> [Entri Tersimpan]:
--

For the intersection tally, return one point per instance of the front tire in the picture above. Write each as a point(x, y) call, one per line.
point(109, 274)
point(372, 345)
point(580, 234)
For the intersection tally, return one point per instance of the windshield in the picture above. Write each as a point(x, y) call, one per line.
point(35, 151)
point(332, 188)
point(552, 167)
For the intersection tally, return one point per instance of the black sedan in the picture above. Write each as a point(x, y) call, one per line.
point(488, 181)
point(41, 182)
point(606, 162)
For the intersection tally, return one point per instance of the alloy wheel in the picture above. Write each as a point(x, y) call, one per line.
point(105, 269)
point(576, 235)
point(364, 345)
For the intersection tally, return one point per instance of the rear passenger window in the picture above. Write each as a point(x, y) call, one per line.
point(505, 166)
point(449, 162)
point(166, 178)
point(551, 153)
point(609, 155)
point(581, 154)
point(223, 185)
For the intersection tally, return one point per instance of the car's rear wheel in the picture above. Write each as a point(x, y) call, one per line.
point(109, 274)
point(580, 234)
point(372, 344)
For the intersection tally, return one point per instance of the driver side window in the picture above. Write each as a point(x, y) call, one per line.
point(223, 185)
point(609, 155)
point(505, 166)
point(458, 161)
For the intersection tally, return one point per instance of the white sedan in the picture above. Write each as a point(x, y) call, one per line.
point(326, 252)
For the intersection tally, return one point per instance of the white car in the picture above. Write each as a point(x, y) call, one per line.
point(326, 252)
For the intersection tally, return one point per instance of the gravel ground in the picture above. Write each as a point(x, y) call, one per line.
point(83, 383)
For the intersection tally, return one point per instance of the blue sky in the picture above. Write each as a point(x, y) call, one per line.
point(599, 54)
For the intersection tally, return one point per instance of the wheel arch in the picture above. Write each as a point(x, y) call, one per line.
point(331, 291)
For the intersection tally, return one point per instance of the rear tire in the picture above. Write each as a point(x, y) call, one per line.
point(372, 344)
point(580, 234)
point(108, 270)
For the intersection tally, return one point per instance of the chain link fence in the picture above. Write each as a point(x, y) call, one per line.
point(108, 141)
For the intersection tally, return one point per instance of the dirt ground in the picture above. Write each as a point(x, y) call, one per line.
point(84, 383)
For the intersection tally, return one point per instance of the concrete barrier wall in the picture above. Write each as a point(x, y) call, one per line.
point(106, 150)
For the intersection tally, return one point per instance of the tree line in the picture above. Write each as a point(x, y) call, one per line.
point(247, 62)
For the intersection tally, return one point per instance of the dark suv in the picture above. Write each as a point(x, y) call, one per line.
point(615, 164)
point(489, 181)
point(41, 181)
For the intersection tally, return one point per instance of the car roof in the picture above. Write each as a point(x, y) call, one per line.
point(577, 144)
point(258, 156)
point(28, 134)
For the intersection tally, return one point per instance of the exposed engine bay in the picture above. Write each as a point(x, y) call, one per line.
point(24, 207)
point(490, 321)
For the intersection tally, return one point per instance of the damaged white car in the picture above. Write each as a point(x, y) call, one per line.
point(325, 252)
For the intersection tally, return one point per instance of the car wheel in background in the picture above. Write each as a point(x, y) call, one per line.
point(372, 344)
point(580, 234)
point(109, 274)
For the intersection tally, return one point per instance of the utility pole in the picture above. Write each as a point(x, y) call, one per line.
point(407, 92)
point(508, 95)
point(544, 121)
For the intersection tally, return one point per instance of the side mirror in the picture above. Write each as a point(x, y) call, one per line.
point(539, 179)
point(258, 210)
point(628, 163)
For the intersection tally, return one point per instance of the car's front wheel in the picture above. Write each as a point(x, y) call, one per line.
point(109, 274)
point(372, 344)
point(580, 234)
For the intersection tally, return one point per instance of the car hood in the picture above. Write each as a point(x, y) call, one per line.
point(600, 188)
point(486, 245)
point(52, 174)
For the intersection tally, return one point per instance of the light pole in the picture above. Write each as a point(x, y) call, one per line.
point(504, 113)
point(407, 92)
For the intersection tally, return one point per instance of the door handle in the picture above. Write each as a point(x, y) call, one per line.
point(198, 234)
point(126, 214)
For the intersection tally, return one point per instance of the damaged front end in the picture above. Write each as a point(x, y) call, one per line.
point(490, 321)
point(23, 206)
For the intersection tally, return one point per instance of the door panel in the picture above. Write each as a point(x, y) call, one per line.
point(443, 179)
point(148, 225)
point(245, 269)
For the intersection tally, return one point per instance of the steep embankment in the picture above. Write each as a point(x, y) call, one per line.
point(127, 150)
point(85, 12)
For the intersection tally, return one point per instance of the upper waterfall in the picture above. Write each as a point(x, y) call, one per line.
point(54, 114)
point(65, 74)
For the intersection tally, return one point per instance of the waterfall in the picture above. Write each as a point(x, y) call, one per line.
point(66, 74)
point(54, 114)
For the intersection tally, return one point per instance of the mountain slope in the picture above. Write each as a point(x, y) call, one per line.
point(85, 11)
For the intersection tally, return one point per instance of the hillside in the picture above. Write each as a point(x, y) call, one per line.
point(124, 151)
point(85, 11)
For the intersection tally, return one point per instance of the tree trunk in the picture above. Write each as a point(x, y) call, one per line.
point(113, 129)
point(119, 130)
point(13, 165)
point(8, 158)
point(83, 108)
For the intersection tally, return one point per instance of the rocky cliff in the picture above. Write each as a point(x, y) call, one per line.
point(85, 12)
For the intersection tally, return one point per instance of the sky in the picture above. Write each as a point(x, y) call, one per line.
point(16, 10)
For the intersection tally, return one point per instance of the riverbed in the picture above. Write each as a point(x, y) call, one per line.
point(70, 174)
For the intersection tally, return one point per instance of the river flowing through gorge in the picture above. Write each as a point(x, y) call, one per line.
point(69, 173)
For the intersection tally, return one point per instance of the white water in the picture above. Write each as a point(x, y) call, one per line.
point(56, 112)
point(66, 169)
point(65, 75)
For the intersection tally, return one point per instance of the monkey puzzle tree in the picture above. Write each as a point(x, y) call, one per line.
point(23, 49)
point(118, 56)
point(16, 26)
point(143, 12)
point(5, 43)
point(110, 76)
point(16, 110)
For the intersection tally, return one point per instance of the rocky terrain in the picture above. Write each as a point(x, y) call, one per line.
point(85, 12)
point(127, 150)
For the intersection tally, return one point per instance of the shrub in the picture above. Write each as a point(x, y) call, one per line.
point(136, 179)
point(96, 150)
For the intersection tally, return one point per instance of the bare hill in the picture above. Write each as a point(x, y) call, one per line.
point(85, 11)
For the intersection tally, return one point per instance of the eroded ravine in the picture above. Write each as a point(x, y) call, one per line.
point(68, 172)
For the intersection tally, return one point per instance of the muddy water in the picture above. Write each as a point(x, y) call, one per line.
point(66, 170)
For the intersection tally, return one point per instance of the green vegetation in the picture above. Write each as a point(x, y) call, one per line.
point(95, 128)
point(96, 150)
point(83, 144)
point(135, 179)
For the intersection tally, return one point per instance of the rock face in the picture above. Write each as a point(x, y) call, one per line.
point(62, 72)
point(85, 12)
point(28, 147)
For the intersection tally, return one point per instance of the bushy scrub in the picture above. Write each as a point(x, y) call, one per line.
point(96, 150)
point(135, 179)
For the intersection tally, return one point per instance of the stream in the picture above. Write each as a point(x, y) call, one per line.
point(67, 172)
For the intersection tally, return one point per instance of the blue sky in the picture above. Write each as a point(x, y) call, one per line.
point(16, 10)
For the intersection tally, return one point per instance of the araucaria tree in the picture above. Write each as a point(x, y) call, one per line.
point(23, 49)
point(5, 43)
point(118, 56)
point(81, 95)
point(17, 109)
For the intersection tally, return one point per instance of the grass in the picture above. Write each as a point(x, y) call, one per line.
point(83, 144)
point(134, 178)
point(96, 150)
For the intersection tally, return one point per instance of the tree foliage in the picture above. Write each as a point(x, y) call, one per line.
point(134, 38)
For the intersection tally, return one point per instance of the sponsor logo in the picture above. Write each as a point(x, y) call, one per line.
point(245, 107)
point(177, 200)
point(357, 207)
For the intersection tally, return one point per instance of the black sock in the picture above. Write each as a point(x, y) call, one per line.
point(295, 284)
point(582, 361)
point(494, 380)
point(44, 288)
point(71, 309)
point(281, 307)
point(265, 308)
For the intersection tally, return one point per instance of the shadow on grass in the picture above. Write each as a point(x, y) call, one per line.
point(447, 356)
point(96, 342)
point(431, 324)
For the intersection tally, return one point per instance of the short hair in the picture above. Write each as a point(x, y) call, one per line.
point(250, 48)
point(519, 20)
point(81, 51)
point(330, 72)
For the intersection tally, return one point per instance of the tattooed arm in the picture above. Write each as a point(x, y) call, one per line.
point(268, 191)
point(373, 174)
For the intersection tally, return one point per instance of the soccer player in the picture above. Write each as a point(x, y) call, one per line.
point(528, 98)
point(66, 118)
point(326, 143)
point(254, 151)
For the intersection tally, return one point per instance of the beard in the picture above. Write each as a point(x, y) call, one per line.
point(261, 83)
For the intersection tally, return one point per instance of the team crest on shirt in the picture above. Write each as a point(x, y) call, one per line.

--

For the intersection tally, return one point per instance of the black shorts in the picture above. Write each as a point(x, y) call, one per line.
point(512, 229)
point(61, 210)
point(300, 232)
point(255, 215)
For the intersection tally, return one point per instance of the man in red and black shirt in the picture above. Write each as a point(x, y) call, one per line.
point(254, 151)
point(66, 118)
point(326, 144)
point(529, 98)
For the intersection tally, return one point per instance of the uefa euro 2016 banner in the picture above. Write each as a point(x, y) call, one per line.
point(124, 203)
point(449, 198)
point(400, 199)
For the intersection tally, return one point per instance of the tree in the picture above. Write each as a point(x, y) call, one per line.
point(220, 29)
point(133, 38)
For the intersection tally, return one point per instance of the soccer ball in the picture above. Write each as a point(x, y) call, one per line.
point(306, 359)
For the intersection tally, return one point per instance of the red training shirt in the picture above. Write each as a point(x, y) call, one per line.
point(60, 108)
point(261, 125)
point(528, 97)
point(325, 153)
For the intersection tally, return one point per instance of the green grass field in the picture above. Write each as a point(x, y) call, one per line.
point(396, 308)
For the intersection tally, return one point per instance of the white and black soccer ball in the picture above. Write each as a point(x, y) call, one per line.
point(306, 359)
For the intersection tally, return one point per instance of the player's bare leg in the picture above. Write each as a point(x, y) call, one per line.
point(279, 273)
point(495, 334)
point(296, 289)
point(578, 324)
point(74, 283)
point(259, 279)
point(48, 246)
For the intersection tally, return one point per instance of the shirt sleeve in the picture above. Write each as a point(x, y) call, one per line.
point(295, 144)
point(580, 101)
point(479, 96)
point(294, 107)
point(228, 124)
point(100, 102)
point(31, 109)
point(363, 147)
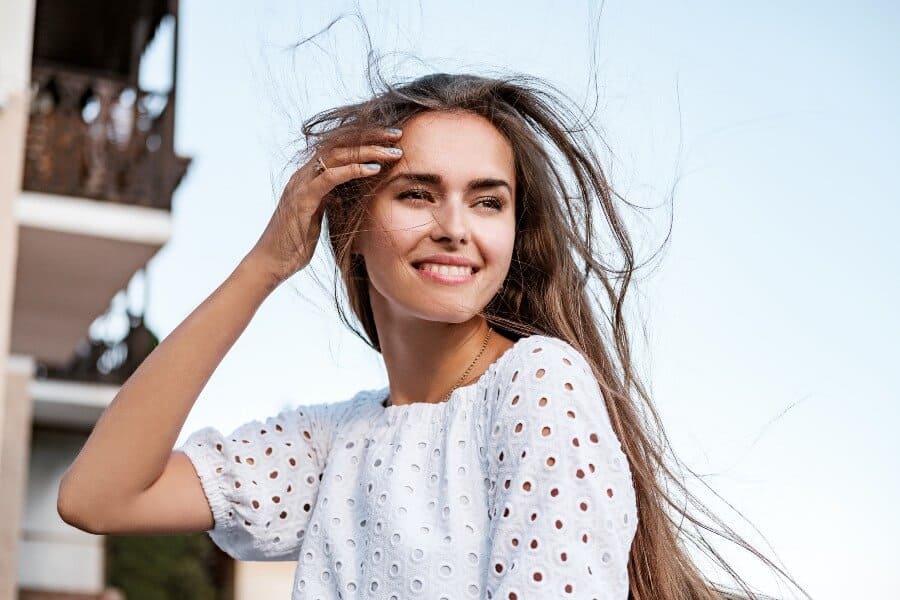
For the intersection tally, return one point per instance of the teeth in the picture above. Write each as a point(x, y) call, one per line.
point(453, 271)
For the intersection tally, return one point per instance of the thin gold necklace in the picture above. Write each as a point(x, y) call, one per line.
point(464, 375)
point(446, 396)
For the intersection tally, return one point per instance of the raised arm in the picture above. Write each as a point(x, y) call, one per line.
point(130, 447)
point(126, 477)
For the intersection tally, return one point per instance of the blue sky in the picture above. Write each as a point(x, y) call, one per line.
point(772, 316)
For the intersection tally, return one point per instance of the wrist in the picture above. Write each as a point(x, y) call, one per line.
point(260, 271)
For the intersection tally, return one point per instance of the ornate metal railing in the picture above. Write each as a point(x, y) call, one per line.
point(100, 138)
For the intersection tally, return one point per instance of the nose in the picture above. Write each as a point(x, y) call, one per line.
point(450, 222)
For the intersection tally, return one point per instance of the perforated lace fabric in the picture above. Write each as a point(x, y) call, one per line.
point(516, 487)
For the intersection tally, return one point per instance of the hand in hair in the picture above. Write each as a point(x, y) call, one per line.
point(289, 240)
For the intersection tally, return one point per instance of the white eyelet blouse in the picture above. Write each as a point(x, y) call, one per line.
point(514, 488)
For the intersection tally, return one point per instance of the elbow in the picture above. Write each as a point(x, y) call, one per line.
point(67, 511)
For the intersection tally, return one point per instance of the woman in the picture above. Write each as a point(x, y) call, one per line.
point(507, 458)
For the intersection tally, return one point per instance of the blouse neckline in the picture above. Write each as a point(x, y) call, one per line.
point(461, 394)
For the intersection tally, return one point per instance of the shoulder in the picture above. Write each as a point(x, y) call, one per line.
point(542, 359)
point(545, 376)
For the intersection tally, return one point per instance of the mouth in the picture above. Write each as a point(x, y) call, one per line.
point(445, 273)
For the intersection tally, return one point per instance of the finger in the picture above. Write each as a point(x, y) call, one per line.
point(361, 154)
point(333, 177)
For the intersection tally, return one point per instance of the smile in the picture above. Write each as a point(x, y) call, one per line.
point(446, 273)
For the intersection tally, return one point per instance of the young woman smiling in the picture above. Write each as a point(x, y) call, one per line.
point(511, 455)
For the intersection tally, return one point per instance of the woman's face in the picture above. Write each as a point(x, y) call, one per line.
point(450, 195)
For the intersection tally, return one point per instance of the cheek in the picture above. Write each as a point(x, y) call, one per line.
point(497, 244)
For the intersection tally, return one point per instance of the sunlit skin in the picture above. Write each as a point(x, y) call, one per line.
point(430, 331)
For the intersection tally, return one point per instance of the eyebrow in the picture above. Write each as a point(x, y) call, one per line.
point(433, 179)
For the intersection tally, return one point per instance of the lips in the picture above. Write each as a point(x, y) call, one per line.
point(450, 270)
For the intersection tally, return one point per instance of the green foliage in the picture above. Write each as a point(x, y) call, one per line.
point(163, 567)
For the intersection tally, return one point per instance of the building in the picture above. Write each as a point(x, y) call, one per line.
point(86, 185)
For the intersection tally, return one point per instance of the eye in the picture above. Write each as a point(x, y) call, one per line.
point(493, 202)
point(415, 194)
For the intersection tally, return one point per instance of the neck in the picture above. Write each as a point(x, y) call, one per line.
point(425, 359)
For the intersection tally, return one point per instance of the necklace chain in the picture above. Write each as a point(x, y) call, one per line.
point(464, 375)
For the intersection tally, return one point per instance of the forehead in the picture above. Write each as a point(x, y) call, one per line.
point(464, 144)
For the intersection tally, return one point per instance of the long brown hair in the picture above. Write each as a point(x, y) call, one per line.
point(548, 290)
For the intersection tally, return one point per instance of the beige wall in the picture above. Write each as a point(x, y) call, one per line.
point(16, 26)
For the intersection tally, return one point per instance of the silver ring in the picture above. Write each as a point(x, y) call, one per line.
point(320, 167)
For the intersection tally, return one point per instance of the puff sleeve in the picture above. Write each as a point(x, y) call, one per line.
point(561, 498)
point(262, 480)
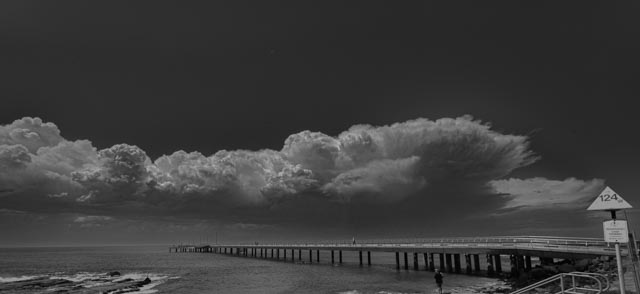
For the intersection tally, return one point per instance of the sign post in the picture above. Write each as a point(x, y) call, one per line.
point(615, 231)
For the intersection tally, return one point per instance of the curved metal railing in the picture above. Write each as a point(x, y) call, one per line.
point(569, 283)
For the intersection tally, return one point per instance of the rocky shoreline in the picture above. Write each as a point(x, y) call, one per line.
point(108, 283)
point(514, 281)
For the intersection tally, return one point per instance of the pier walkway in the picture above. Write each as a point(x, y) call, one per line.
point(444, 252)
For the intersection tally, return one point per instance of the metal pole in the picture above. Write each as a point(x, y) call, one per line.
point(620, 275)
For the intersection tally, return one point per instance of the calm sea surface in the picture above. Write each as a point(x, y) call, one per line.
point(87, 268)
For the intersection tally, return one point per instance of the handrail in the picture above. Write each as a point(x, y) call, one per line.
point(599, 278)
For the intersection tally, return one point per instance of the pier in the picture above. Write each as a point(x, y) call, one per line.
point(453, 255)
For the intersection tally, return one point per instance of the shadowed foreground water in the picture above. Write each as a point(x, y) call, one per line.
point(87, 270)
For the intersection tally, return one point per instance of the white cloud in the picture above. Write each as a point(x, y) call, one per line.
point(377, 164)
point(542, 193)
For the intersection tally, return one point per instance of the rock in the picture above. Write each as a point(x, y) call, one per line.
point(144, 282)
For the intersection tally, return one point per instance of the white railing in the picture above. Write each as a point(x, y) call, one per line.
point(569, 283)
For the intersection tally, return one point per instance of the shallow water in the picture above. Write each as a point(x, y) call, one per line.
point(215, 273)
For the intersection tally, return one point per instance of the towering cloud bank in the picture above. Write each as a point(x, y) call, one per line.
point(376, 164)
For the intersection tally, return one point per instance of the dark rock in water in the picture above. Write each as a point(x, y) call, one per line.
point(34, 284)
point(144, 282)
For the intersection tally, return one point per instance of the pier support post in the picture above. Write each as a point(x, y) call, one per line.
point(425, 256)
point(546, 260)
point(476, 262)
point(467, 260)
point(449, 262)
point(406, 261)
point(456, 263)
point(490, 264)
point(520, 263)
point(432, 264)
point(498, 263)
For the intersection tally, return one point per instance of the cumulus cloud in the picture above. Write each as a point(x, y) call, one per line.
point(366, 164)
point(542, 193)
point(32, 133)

--

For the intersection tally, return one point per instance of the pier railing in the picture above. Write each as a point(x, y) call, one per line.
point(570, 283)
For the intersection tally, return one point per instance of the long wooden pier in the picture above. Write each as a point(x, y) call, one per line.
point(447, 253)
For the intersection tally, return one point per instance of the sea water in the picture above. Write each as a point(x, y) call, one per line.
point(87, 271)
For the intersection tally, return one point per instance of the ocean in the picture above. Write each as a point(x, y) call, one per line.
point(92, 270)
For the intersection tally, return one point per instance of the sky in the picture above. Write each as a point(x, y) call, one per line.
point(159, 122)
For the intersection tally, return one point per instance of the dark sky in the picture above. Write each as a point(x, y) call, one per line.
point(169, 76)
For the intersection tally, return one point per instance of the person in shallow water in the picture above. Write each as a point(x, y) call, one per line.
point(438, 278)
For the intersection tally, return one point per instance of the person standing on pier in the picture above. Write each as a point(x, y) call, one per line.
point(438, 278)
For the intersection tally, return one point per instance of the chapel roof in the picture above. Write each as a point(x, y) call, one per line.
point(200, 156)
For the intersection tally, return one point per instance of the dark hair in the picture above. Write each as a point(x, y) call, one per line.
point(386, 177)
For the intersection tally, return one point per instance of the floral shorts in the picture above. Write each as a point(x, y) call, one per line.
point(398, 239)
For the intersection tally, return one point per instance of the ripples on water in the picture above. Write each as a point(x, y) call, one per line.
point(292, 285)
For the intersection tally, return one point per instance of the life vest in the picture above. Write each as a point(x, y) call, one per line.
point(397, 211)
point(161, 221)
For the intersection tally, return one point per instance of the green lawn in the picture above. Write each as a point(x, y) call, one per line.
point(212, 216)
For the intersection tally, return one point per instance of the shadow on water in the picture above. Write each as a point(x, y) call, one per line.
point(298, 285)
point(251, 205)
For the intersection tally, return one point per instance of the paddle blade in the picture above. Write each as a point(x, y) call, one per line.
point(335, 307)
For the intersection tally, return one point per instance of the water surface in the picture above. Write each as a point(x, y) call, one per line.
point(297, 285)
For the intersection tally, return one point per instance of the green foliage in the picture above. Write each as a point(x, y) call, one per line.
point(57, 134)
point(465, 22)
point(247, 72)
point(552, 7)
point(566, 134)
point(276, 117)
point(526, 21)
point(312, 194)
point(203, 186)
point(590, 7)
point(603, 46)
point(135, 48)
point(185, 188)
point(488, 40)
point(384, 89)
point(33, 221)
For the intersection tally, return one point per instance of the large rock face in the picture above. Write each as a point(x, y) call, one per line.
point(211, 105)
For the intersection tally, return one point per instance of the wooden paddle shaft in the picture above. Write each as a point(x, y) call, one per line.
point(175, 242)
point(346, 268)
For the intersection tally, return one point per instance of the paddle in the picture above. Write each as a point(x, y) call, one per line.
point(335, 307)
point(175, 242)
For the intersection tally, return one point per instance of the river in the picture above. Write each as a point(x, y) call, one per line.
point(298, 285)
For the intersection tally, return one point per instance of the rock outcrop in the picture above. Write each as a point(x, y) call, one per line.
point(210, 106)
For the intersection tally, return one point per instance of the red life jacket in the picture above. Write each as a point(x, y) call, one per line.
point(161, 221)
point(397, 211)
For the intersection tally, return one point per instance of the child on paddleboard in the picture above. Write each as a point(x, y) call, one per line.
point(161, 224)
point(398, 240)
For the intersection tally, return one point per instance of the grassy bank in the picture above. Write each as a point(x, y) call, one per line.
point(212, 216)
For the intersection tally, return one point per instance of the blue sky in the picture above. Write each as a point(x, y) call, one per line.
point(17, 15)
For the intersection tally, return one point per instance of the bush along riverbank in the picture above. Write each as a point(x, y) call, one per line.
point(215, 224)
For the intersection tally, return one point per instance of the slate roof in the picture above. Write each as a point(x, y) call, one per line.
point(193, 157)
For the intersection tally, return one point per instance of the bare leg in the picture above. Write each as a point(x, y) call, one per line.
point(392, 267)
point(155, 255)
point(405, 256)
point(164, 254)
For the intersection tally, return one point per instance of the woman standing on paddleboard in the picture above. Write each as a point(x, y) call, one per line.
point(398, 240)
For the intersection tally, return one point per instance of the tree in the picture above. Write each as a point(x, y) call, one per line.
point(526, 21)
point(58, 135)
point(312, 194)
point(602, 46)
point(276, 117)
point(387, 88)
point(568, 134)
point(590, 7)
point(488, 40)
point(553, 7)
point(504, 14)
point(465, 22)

--

> [Rincian Tugas]: Format bagian dari baris yang memuat "of the front" sampai dengan baris yang memuat "point(364, 345)" sebagai daftar bernomor, tanpa menyertakan baris kosong.

> [Jawaban Latihan]:
1. For the intersection tally, return one point per instance of the front tire in the picture above. Write each as a point(x, y) call, one per line.
2. point(109, 274)
3. point(372, 345)
4. point(580, 234)
5. For the intersection tally, return one point per instance of the windshield in the picture above. Write each as a point(x, y) call, one per line.
6. point(35, 151)
7. point(332, 188)
8. point(552, 167)
9. For the intersection tally, return one point per instance of the black sedan in the picture above. Write each as a point(x, y) call, one per line.
10. point(488, 181)
11. point(41, 182)
12. point(606, 162)
13. For the intersection tally, return one point per instance of the alloy wheel in the picture above. Write each as a point(x, y) call, one per line.
14. point(105, 269)
15. point(576, 235)
16. point(364, 345)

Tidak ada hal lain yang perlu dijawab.